> _Given request_:
Give back every line exactly as it appears, pictures excluded.

> _Task input_:
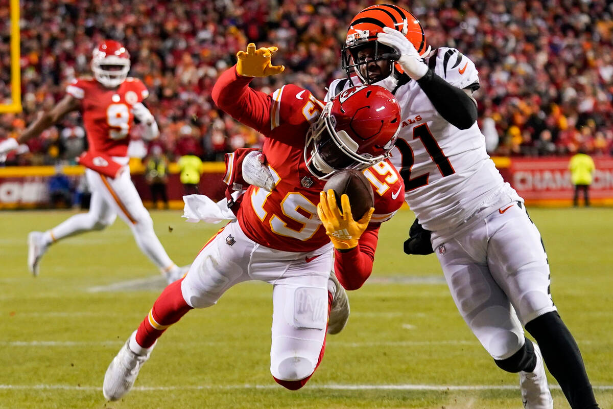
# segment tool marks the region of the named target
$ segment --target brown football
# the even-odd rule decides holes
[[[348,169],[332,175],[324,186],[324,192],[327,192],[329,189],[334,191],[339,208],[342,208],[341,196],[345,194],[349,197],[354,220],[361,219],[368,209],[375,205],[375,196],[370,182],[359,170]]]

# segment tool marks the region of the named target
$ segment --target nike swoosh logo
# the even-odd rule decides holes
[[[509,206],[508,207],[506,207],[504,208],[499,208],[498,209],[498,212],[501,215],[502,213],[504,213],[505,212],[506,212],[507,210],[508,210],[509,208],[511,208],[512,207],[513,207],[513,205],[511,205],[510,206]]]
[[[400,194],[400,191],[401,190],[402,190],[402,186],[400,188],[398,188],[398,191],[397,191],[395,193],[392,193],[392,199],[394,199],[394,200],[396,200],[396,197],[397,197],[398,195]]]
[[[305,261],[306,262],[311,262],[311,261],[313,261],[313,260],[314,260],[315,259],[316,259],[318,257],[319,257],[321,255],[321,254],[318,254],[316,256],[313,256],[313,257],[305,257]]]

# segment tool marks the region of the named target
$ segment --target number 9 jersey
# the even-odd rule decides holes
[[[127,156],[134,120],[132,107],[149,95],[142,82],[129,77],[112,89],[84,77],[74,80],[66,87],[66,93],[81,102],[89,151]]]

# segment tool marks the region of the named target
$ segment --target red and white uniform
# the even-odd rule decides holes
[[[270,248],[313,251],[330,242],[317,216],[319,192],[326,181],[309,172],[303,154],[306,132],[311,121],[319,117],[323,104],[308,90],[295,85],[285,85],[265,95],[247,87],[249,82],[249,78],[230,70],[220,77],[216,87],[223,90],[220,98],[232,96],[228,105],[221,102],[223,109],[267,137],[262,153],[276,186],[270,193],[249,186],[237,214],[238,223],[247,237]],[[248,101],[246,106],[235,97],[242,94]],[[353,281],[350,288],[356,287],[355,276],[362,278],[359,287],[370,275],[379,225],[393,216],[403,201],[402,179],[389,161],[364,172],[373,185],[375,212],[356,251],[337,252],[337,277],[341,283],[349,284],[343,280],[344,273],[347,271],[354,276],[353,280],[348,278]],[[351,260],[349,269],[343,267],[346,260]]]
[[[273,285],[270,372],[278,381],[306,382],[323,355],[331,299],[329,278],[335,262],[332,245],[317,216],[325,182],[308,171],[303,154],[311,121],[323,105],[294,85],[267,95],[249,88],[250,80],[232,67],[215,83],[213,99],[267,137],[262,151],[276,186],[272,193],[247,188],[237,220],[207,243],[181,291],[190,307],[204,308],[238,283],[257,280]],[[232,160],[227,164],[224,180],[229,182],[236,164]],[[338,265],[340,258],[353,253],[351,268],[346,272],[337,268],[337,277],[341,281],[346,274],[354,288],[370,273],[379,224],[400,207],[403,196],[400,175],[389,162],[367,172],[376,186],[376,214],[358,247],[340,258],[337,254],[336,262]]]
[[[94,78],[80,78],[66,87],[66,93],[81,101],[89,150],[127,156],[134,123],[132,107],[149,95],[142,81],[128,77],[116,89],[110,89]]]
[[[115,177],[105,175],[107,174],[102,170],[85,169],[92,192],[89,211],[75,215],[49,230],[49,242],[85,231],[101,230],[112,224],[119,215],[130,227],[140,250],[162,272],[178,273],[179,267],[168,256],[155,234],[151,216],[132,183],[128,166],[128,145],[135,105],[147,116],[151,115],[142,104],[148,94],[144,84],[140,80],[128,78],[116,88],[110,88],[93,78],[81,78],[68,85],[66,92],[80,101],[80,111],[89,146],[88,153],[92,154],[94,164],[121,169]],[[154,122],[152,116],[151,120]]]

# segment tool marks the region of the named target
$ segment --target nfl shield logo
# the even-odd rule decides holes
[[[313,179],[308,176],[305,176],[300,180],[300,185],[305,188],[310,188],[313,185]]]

> _Problem solution_:
# segment tool marks the region of the named target
$ segment --target brown football
# the even-odd rule decides holes
[[[348,169],[332,175],[324,186],[324,192],[327,192],[329,189],[334,191],[339,208],[342,208],[341,196],[345,194],[349,197],[354,220],[361,219],[368,209],[375,205],[375,196],[370,182],[359,170]]]

# segment tool marks the region of the named target
$ segment --target nike swoosh logo
# the even-odd rule decides holes
[[[509,206],[508,207],[506,207],[504,208],[499,208],[498,209],[498,212],[501,215],[502,213],[504,213],[505,212],[506,212],[507,210],[508,210],[509,208],[511,208],[512,207],[513,207],[513,205],[511,205],[510,206]]]
[[[400,194],[400,191],[401,190],[402,190],[402,186],[400,188],[398,188],[398,191],[397,191],[395,193],[392,193],[392,199],[394,199],[394,200],[396,200],[396,197],[397,197],[398,195]]]
[[[305,261],[306,262],[311,262],[311,261],[313,261],[313,260],[314,260],[315,259],[316,259],[318,257],[319,257],[321,255],[321,254],[318,254],[316,256],[313,256],[313,257],[305,257]]]

# segment tool marks the region of the named target
$ segment --target number 9 jersey
# the even-odd rule decides holes
[[[127,156],[134,120],[132,107],[149,95],[142,82],[129,77],[112,89],[84,77],[74,80],[66,87],[66,93],[81,102],[89,151]]]

# segment tool marks the region of the named target
$ segment --target red and white uniform
# the even-odd rule decides holes
[[[270,248],[313,251],[330,242],[317,216],[319,192],[326,181],[309,172],[303,154],[306,132],[311,121],[319,117],[323,104],[308,90],[295,85],[285,85],[265,95],[247,87],[249,82],[249,78],[230,70],[220,77],[216,87],[223,90],[220,98],[232,96],[228,105],[221,102],[223,109],[267,137],[262,153],[276,186],[270,193],[249,186],[237,214],[238,223],[247,237]],[[248,101],[246,106],[235,97],[242,94]],[[353,281],[350,288],[356,287],[355,276],[362,278],[359,287],[370,275],[379,225],[393,216],[403,201],[402,179],[389,161],[364,172],[373,185],[375,212],[356,251],[337,252],[337,277],[341,283],[349,284],[343,280],[344,273],[347,271],[354,276],[353,280],[348,278]],[[351,260],[349,269],[343,267],[346,260]]]
[[[273,285],[270,372],[278,381],[306,382],[323,355],[331,299],[329,278],[335,262],[332,245],[317,216],[325,182],[308,171],[303,154],[311,121],[323,105],[294,85],[267,95],[249,88],[250,80],[232,67],[215,83],[213,99],[267,137],[262,151],[276,186],[272,193],[247,188],[237,220],[207,243],[181,291],[190,307],[204,308],[238,283],[257,280]],[[232,160],[227,164],[224,180],[229,182],[236,164]],[[338,265],[340,258],[353,253],[351,268],[346,272],[337,268],[337,277],[341,281],[346,274],[354,288],[370,273],[379,224],[400,207],[403,196],[400,175],[389,162],[367,172],[376,186],[376,214],[358,247],[340,258],[337,254],[336,262]]]
[[[94,78],[80,78],[66,87],[66,93],[81,101],[89,150],[127,156],[134,123],[132,107],[149,95],[142,81],[128,77],[116,89],[110,89]]]
[[[115,177],[105,175],[107,174],[102,170],[85,169],[92,192],[89,211],[75,215],[49,230],[49,242],[85,231],[101,230],[112,224],[119,215],[130,227],[140,250],[162,272],[178,273],[179,267],[168,256],[155,234],[151,216],[132,183],[128,166],[128,145],[135,105],[147,116],[151,115],[142,104],[148,94],[144,84],[140,80],[128,78],[116,88],[110,88],[93,78],[81,78],[68,85],[66,92],[80,101],[80,111],[89,146],[88,153],[92,154],[94,164],[121,169]],[[154,122],[152,116],[151,120]]]

# segment tool marks the region of the named target
$ segment --target nfl shield logo
# the even-odd rule decides holes
[[[313,179],[308,176],[305,176],[300,180],[300,185],[305,188],[310,188],[313,185]]]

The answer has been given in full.